What is required:
The expected copy holds every entry exactly and none of the pictures.

(Record extracts Opens)

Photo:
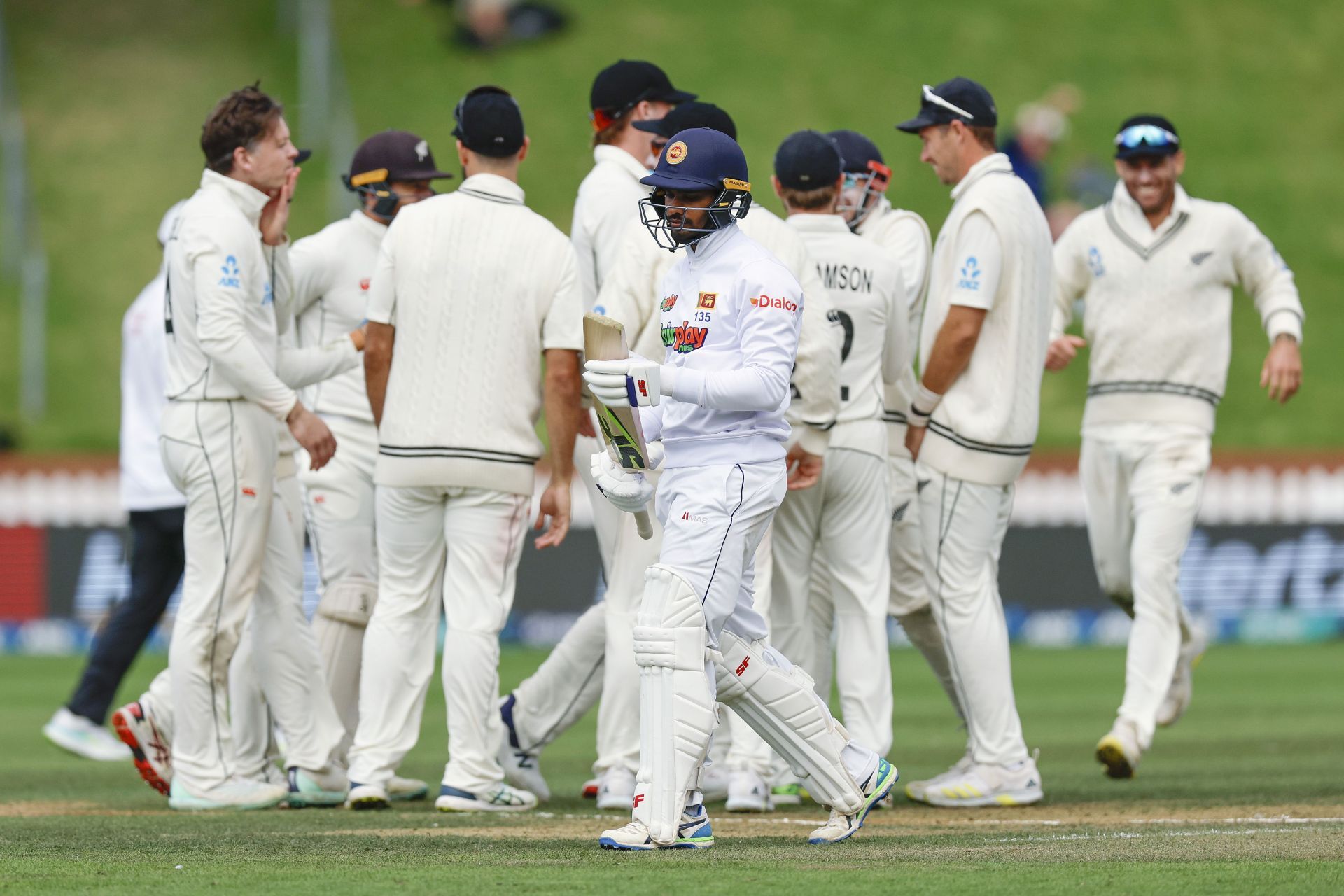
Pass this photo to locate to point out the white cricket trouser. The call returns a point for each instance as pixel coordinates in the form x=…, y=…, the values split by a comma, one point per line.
x=339, y=507
x=277, y=657
x=1142, y=484
x=835, y=524
x=482, y=533
x=222, y=456
x=964, y=527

(Record extracts Closes)

Solution for this exercise:
Photo:
Pass this photo to locate to point out the white cricket trouser. The call returns a point for each instance as pixel coordinates in the form x=…, y=…, the values split by a comma, one point per line.
x=339, y=507
x=277, y=657
x=1142, y=484
x=835, y=524
x=482, y=533
x=222, y=456
x=964, y=527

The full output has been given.